Consigne:
Reproduisez sans rien changer tout ce qui va de « Que dire sans » jusqu'à « découvre devant l'écran. » dans la critique de série ci-dessous.

Extrait fourni:
Soyons clair. C'est très bon... pour toute la famille, ce qui suffit à en faire un ovni. Cette note de 9 sur 10 est enthousiaste, j'en conviens. Cette série fait avec simplicité, efficacité et à l'aide de formules pourtant bien connues souffler un vent frais bien agréable, ce qui est à mettre à son crédit autant qu'aux nombreuses productions aux prétentions non soutenues dont on nous abreuve par ailleurs.


Que dire sans trop en dire? C'est un défi... Disons, qu'on est en 1983, que 4 copains de 11-12 ans font un jeu de rôle (Donjons et Dragons) autour d'une table dans le sous-sol d'une maison très middle/upper class quelque part dans une banlieue perdue en Indiana. C'est l'heure de rentrer. Un des copains va disparaître sur le chemin de son domicile lors d'une nuit marquée par un orage. Pour la petite communauté de Hawkins (le nom de la place) et les proches de ce copain, c'est le début d'une série de manifestations étranges marquées notamment par l'intrusion d'une jeune fille mystérieuse qui semble sortir de nulle part et qui est aussi manifestement pourchassée... voilà, c'est assez. Le reste se découvre devant l'écran.

Données extraites:
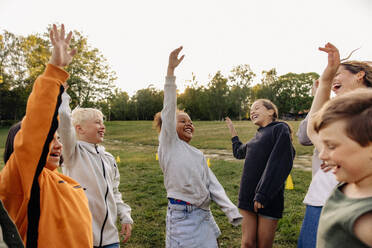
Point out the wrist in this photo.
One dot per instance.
(170, 71)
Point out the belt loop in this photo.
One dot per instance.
(189, 208)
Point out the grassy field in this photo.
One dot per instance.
(142, 186)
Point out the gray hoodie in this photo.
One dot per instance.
(97, 172)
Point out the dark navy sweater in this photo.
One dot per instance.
(268, 161)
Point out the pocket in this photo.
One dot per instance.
(177, 215)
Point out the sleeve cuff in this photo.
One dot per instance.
(56, 72)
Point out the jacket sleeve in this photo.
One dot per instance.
(303, 139)
(123, 209)
(239, 150)
(66, 130)
(278, 166)
(31, 145)
(168, 114)
(218, 195)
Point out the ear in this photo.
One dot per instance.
(271, 112)
(79, 129)
(360, 75)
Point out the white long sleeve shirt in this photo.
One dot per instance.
(186, 173)
(97, 172)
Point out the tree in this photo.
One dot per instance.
(242, 77)
(217, 97)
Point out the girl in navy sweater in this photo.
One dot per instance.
(268, 161)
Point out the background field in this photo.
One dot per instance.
(135, 142)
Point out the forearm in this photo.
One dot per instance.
(321, 97)
(219, 196)
(40, 121)
(66, 130)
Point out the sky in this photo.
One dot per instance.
(136, 36)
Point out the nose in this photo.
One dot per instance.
(56, 144)
(323, 155)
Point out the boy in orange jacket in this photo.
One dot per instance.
(48, 208)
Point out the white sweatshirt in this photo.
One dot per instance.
(322, 183)
(96, 171)
(186, 173)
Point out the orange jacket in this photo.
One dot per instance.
(49, 209)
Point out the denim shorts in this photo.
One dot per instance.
(189, 226)
(309, 229)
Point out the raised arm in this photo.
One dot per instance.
(323, 92)
(218, 195)
(239, 150)
(124, 209)
(168, 114)
(66, 130)
(31, 146)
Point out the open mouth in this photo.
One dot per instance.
(188, 130)
(336, 86)
(55, 154)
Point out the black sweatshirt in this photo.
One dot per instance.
(268, 161)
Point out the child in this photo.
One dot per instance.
(190, 184)
(48, 208)
(340, 78)
(268, 162)
(87, 162)
(344, 126)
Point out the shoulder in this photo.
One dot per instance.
(279, 126)
(363, 227)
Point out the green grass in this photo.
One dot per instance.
(135, 142)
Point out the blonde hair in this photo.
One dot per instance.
(80, 115)
(158, 121)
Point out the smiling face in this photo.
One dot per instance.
(345, 81)
(91, 130)
(185, 128)
(351, 162)
(55, 152)
(260, 115)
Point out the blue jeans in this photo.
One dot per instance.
(189, 226)
(116, 245)
(309, 229)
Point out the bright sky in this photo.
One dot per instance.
(136, 36)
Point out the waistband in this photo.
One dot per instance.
(178, 202)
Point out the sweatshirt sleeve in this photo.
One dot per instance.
(123, 209)
(239, 150)
(168, 113)
(66, 130)
(218, 195)
(303, 139)
(278, 166)
(31, 145)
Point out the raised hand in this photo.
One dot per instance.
(61, 56)
(174, 61)
(126, 232)
(333, 62)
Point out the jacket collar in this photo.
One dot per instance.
(92, 148)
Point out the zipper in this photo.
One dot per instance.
(104, 222)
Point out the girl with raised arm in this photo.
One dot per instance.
(190, 184)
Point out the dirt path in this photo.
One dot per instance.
(302, 162)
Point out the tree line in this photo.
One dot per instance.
(92, 84)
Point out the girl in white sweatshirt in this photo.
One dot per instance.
(190, 184)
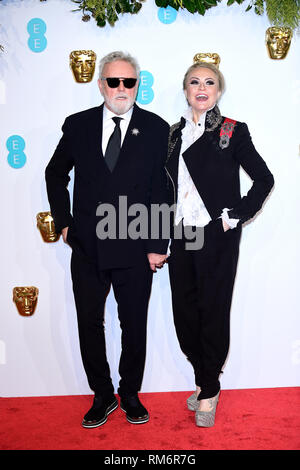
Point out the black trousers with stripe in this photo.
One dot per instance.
(202, 284)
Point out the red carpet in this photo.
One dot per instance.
(261, 419)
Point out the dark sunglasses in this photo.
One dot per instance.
(114, 82)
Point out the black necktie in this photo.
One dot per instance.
(114, 145)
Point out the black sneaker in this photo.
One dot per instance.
(101, 408)
(136, 413)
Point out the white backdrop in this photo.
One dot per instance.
(39, 355)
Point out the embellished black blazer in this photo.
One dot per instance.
(215, 168)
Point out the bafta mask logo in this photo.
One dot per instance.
(25, 299)
(82, 64)
(278, 40)
(209, 57)
(46, 227)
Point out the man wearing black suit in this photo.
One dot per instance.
(116, 150)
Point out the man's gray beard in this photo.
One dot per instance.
(120, 108)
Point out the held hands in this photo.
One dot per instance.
(64, 233)
(225, 226)
(156, 260)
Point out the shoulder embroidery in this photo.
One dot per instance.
(226, 132)
(173, 138)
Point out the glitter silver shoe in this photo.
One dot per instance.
(206, 419)
(192, 402)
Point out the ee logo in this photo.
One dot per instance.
(145, 93)
(15, 145)
(167, 15)
(36, 29)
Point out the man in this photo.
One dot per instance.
(102, 175)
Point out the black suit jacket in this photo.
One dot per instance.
(139, 175)
(215, 171)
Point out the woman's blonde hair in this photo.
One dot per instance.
(206, 65)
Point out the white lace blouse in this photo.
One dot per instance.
(190, 206)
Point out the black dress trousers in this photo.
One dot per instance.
(132, 288)
(202, 284)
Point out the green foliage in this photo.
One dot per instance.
(106, 11)
(193, 6)
(280, 12)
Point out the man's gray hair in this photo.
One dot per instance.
(119, 55)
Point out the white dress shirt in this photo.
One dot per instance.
(109, 125)
(190, 206)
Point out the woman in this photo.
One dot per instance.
(206, 152)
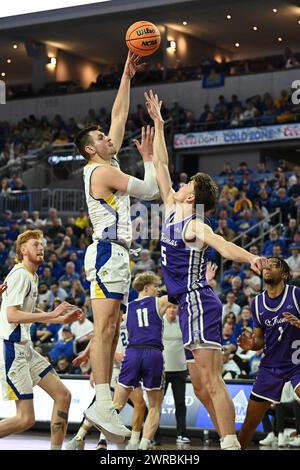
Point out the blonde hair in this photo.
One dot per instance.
(141, 280)
(23, 238)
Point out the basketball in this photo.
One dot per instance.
(143, 38)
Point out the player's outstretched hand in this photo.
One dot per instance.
(145, 147)
(258, 264)
(153, 105)
(3, 287)
(81, 359)
(72, 315)
(132, 65)
(292, 319)
(246, 341)
(92, 382)
(211, 269)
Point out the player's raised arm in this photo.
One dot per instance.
(160, 153)
(120, 108)
(228, 250)
(113, 178)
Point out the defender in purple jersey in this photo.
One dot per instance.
(143, 359)
(276, 316)
(184, 241)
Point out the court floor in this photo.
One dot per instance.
(41, 441)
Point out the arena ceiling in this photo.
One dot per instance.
(96, 32)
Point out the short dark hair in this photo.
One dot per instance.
(206, 191)
(83, 138)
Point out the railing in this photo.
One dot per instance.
(275, 217)
(221, 124)
(64, 200)
(68, 200)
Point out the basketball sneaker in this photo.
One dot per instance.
(108, 422)
(282, 440)
(269, 440)
(75, 444)
(102, 445)
(295, 442)
(132, 445)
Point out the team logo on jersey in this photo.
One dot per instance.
(240, 404)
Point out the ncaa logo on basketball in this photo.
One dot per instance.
(140, 32)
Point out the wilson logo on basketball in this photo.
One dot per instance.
(149, 43)
(140, 32)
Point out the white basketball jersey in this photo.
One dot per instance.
(110, 217)
(22, 291)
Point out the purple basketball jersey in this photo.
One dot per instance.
(144, 323)
(183, 267)
(282, 340)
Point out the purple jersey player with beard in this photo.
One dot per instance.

Bonne réponse:
Que dire sans trop en dire? C'est un défi... Disons, qu'on est en 1983, que 4 copains de 11-12 ans font un jeu de rôle (Donjons et Dragons) autour d'une table dans le sous-sol d'une maison très middle/upper class quelque part dans une banlieue perdue en Indiana. C'est l'heure de rentrer. Un des copains va disparaître sur le chemin de son domicile lors d'une nuit marquée par un orage. Pour la petite communauté de Hawkins (le nom de la place) et les proches de ce copain, c'est le début d'une série de manifestations étranges marquées notamment par l'intrusion d'une jeune fille mystérieuse qui semble sortir de nulle part et qui est aussi manifestement pourchassée... voilà, c'est assez. Le reste se découvre devant l'écran.